* _Text passage_
────────────────────

It's literally sprayed. And when it's on food, it can easily be consumed.


yeah, you have to be careful with the studies that equate stuff in cell culture with stuff in real organisms.

we have metrics for "chemical X probabalistically causes cancer Y in tissue Z".

you can play games with the ROA and the probability. but the type of chemical (detergent, etc) is a non sequitor. if you expose cells to a detergent in high enough concentration, they'll lyse.

lysed cells are an ENTIRELY distinct "type" of cell death than the kind of cell death signature that you would see if the cell were cancerous. the author of that study didn't do any flow cytometry on his 293 T samples by the looks of it, but if he had, the differences would be enlightening. compare someone who has died in a plane crash to someone who died of ebola. you'd know that one was not the other very easily even if you couldn't attribute a cause.

anyhow, i looked at that paper you linked. the other big problem with the monsanto chemical -- which was not even mentioned in the lawsuit (!) was that it is an endocrine disruptor even in situations where it is not toxic. in other words, it's terrible for you and will distort your body's hormone chemistry in ways we probably don't even understand yet. that's just as big of a story as the chemical being legally confirmed as carcinogenic.


I'm confused, are you arguing that cellular changes cannot impact a larger organism because they have too many cells?


Cell cultures are plain cells growing in a plastic bottle. Human cells have only a cell membrane made of phospholipids around them, which can get easily disrupted by detergents. Humans don't die when exposed to a drop of soap, cell cultures do.

────────────────────

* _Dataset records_
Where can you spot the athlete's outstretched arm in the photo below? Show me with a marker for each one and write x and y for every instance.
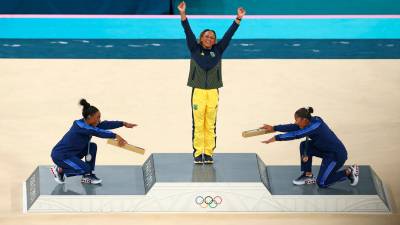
(190, 37)
(223, 44)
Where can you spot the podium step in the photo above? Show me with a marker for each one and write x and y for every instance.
(171, 182)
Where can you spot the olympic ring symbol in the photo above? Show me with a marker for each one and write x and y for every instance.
(208, 201)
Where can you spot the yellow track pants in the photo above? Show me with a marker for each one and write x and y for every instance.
(204, 115)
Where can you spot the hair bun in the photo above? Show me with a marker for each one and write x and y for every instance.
(310, 109)
(84, 103)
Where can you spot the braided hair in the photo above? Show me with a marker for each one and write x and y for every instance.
(88, 110)
(304, 113)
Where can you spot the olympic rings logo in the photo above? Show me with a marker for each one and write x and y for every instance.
(208, 201)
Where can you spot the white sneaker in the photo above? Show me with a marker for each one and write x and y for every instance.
(354, 174)
(303, 179)
(59, 177)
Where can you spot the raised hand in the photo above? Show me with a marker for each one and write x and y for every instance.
(241, 12)
(268, 128)
(129, 125)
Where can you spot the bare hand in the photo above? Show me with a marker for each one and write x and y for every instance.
(268, 128)
(241, 12)
(182, 7)
(121, 141)
(269, 140)
(129, 125)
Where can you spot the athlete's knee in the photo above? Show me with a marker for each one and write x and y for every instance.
(321, 183)
(93, 146)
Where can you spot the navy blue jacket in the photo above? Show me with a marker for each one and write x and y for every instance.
(76, 140)
(321, 137)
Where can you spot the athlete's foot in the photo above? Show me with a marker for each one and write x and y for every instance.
(208, 159)
(354, 175)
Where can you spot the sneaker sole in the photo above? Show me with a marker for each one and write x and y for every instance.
(356, 172)
(88, 181)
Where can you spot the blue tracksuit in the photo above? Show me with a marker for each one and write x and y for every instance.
(75, 144)
(322, 143)
(207, 61)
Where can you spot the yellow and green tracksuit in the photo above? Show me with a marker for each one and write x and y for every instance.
(205, 79)
(204, 113)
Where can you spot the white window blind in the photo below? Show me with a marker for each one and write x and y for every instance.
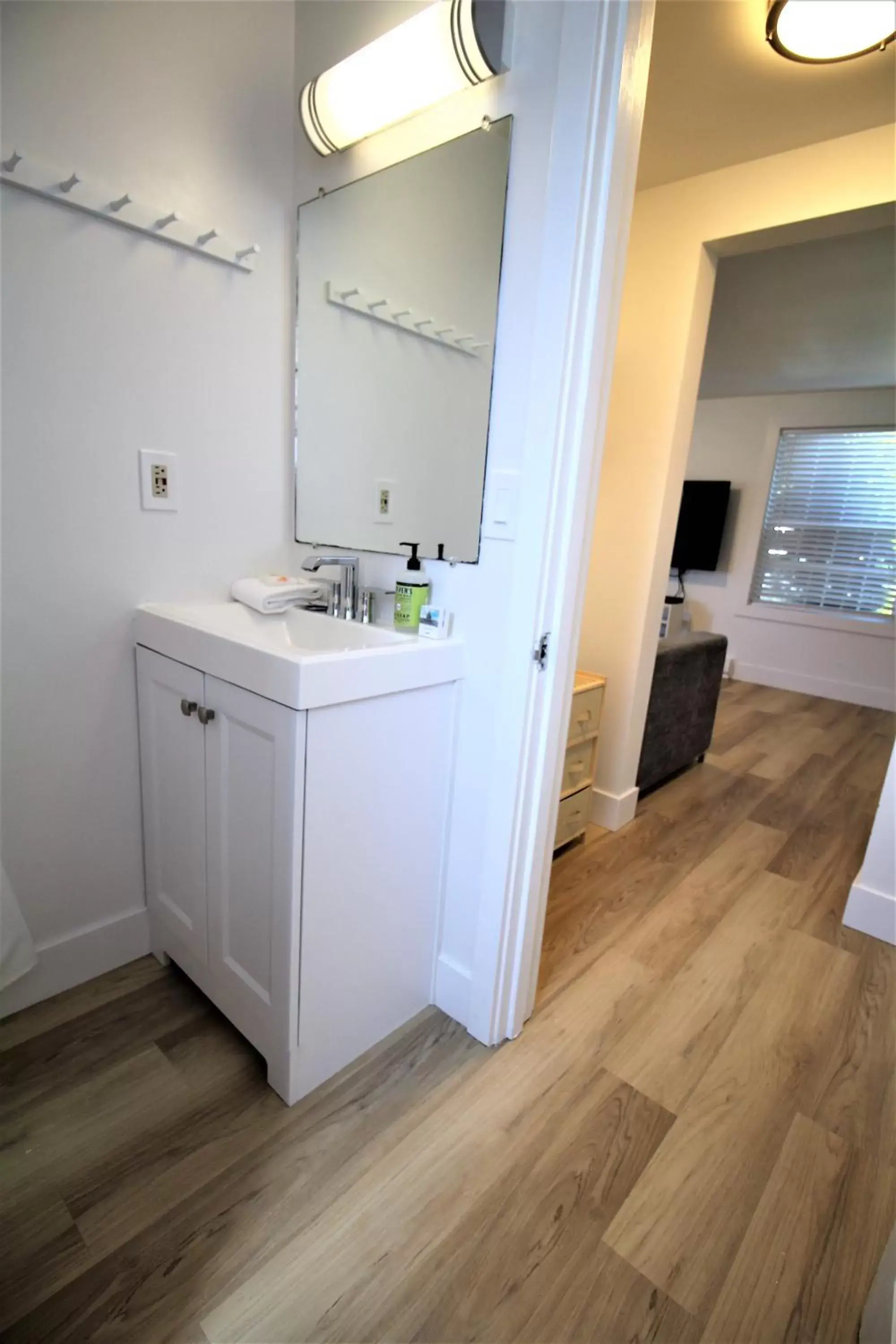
(829, 535)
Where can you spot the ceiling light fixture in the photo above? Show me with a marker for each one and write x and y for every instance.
(821, 31)
(443, 50)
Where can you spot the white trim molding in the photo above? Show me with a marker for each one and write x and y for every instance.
(875, 697)
(613, 810)
(78, 957)
(602, 80)
(880, 628)
(871, 912)
(453, 986)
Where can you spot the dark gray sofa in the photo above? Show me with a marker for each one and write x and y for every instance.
(681, 714)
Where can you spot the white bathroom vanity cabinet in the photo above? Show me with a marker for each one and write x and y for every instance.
(295, 842)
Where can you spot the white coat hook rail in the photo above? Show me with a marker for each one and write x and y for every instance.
(397, 315)
(117, 207)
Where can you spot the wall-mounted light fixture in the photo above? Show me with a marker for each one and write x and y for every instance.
(821, 31)
(443, 50)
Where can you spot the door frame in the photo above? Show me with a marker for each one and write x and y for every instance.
(602, 84)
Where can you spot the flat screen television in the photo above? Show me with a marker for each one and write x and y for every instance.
(702, 521)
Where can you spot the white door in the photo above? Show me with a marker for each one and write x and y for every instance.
(172, 767)
(253, 820)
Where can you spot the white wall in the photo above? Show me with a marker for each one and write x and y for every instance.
(120, 345)
(665, 314)
(805, 318)
(821, 654)
(113, 343)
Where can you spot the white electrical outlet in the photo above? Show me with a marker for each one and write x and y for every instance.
(158, 480)
(385, 502)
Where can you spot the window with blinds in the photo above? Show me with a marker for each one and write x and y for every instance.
(829, 535)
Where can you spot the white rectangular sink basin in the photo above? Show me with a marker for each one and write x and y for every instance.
(302, 659)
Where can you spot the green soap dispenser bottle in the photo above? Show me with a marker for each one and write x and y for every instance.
(412, 593)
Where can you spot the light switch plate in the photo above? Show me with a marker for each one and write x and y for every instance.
(501, 500)
(159, 483)
(385, 502)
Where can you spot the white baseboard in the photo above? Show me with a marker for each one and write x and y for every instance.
(453, 987)
(613, 810)
(875, 697)
(871, 912)
(77, 957)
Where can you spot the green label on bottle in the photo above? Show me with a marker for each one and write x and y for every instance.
(409, 601)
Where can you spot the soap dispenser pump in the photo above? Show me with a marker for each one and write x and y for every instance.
(412, 592)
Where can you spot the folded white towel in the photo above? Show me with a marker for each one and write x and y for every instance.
(276, 592)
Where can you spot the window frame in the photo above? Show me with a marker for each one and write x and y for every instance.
(845, 623)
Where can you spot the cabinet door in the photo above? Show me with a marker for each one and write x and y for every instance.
(172, 767)
(253, 818)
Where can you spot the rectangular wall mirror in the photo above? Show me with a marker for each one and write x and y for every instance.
(398, 289)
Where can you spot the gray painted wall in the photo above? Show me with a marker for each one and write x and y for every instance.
(808, 318)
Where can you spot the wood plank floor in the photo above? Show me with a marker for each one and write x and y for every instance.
(694, 1139)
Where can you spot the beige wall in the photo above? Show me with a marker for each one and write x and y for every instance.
(665, 314)
(735, 439)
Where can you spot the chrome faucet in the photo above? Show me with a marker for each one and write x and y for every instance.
(349, 580)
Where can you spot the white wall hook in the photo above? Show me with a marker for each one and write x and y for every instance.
(108, 203)
(377, 311)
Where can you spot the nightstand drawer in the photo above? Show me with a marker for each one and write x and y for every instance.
(585, 718)
(578, 768)
(573, 818)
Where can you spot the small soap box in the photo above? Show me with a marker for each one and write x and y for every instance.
(436, 623)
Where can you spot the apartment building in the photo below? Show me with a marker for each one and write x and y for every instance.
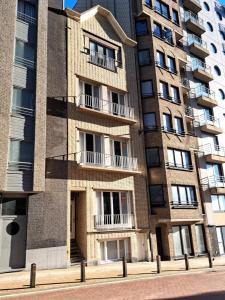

────────────────────

* _Task prompt_
Could you reproduce the cell culture discussion word for word, beginning at the words "we have metrics" and stopping after "concentration, they'll lyse."?

* _Exercise answer_
we have metrics for "chemical X probabalistically causes cancer Y in tissue Z".

you can play games with the ROA and the probability. but the type of chemical (detergent, etc) is a non sequitor. if you expose cells to a detergent in high enough concentration, they'll lyse.